*What to work on*:
Quote all of the data below exactly, please.
===============
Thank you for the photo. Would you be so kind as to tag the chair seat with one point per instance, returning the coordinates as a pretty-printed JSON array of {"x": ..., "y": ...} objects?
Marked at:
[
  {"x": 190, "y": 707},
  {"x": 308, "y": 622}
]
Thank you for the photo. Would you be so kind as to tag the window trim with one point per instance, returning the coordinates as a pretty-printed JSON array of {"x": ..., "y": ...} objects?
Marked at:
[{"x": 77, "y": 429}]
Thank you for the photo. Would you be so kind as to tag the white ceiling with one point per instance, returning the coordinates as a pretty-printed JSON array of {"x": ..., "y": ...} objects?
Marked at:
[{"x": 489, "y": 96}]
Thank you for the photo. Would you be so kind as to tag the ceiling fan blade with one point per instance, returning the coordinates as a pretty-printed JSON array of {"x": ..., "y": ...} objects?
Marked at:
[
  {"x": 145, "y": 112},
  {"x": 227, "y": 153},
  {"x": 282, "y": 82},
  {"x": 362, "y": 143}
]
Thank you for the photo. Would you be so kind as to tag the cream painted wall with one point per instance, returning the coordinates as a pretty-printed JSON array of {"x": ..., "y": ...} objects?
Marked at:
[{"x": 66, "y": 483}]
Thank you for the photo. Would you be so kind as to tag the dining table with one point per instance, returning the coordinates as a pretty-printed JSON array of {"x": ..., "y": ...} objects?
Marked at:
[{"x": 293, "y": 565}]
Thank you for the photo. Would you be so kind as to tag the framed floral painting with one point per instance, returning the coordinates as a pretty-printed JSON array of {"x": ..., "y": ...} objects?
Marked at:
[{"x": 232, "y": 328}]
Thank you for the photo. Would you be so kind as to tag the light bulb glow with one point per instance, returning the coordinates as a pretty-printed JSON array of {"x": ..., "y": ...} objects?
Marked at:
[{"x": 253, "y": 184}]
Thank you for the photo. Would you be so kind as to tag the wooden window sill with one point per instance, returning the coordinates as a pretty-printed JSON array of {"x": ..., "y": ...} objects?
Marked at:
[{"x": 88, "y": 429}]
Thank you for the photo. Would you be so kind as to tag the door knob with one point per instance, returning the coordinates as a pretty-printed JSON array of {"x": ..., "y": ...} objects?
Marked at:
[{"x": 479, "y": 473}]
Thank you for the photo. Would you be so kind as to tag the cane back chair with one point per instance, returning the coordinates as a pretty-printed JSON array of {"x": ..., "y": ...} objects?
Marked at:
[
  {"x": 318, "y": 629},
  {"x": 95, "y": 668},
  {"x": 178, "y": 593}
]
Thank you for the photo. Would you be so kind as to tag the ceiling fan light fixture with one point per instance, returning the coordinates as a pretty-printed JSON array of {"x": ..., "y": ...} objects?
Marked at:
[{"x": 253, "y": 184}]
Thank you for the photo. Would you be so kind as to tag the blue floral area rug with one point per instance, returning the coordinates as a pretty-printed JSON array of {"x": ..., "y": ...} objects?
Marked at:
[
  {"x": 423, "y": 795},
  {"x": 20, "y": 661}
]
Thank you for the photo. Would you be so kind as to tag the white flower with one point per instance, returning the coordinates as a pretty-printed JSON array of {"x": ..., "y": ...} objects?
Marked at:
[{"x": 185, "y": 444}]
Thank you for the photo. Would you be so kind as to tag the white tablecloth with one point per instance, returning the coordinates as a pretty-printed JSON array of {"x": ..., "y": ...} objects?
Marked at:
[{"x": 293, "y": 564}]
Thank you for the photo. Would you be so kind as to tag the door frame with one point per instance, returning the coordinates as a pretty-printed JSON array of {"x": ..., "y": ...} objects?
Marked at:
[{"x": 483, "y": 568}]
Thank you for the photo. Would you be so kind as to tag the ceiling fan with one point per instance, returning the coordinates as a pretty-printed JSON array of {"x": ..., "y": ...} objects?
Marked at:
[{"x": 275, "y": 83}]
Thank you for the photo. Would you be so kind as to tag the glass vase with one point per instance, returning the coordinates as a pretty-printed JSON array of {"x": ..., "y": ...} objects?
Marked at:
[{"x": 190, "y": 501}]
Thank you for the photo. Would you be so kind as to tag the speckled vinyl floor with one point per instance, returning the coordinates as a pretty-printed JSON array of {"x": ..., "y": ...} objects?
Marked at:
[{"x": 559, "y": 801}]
===============
*Solution to this task*:
Thank you for the photo. Would you be so kind as to tag the chair seat with one point per instance, returning the coordinates as a pretty-printed JSON array of {"x": ..., "y": ...} objects?
Marked at:
[
  {"x": 190, "y": 707},
  {"x": 308, "y": 622}
]
Thank you for the photo. Would you be so kind as to tag the window trim with one point per instance, returning the coordinates as a pretty-printed JSON array of {"x": ..., "y": ...} objects?
Marked at:
[{"x": 77, "y": 429}]
Thank you for the photo. Would you be so kind as to tag the white ceiling with one point per instance, returning the coordinates as a pretty-printed JSON array of {"x": ..., "y": ...} objects?
Marked at:
[{"x": 489, "y": 96}]
Thank you for the photo. Would you be so kind as to tag the ceiling fan blade with one point per instance, returning the coordinates as a pretty-printed JSON array of {"x": ..., "y": ...} objects?
Marked at:
[
  {"x": 145, "y": 112},
  {"x": 227, "y": 153},
  {"x": 282, "y": 82},
  {"x": 362, "y": 143}
]
Thank you for the photo. Would you be so kind as to tag the cream painted wall with one point per instance, returning the coordinates as a pretty-printed JSON array of {"x": ..., "y": ...} objects?
Marked at:
[{"x": 66, "y": 483}]
Thank you for the photo. Would you be so kind as to tag the dining table with one point per instance, returning the coordinates as a pretty-printed JSON array of {"x": ..., "y": ...} objects?
Marked at:
[{"x": 293, "y": 565}]
Thank you for the photo. Would you be so kind as to tag the framed floral painting with one point per instance, returning the coordinates as a pretty-printed JSON array of {"x": ..., "y": ...} objects?
Marked at:
[{"x": 232, "y": 328}]
Thank you for the photo. Would you be so kind as to tag the light bulb glow with one point per instance, returning the coordinates as a pretty-printed JSON array of {"x": ..., "y": ...} objects?
Marked at:
[{"x": 253, "y": 184}]
Thank you for the photo. Would you be so kind as to tag the wooden window sill with one point per instance, returning the coordinates as a pretty-printed JSON array of {"x": ..., "y": ...} objects?
Marked at:
[{"x": 88, "y": 429}]
Thank you for the photo. Would you be so kind as to tag the door knob with one point per instance, returning the coordinates as a pretty-printed JSON array of {"x": ..., "y": ...} objects?
Marked at:
[{"x": 479, "y": 473}]
Thank you for the photo. Would you be so kind as to tag the cane back chair with one point per instance, returning the coordinates as a pretty-printed JSON array of {"x": ..., "y": ...} objects?
Marked at:
[
  {"x": 318, "y": 629},
  {"x": 95, "y": 668},
  {"x": 178, "y": 593}
]
Thank you for the photo. Would you be so kind as to tag the ceiling fan light fixture with one point per instance, returning the coordinates as a pretty-printed JSON array of {"x": ..., "y": ...} objects?
Marked at:
[{"x": 253, "y": 184}]
Thank you for the photo. Would you be so kind as to tag the blue floral area rug with one point per instance, returning the coordinates as a pretty-printed JSON array of {"x": ..., "y": ...} objects?
Marked at:
[
  {"x": 423, "y": 795},
  {"x": 20, "y": 661}
]
Thank you for the photo. Would you be so kind as to tag the white flower with one point per instance, returning the coordinates as a pretty-printed JSON array of {"x": ..., "y": ...} objects?
Marked at:
[{"x": 185, "y": 444}]
Thank you for the photo. Would you be so kind as to tag the white tablecloth with one point per instance, returning the coordinates as a pretty-printed JSON array of {"x": ..., "y": ...} objects?
Marked at:
[{"x": 293, "y": 564}]
Thank you for the photo. Would you be so kind as to tag the door frame with one point per instance, returning the coordinates as a pretty-printed JSON array of {"x": ..., "y": ...} objects?
Marked at:
[{"x": 483, "y": 568}]
Thank you for the photo. Would you be so kind as to tag the ceiling fan with one point per instance, returning the coordinates as a pretty-printed JSON array of {"x": ..., "y": ...} objects?
Marked at:
[{"x": 275, "y": 83}]
Thank you for the photo. Would you be so kind as to tag the glass vase with one point per instance, returning the coordinates as a pretty-printed JSON array of {"x": ..., "y": ...} objects?
Marked at:
[{"x": 190, "y": 501}]
Thank you for the photo. Would you be so kind as to tag the speckled vinyl floor with one point per instance, returning the coordinates as a pretty-printed JSON array of {"x": ..., "y": ...} objects?
Marked at:
[{"x": 559, "y": 801}]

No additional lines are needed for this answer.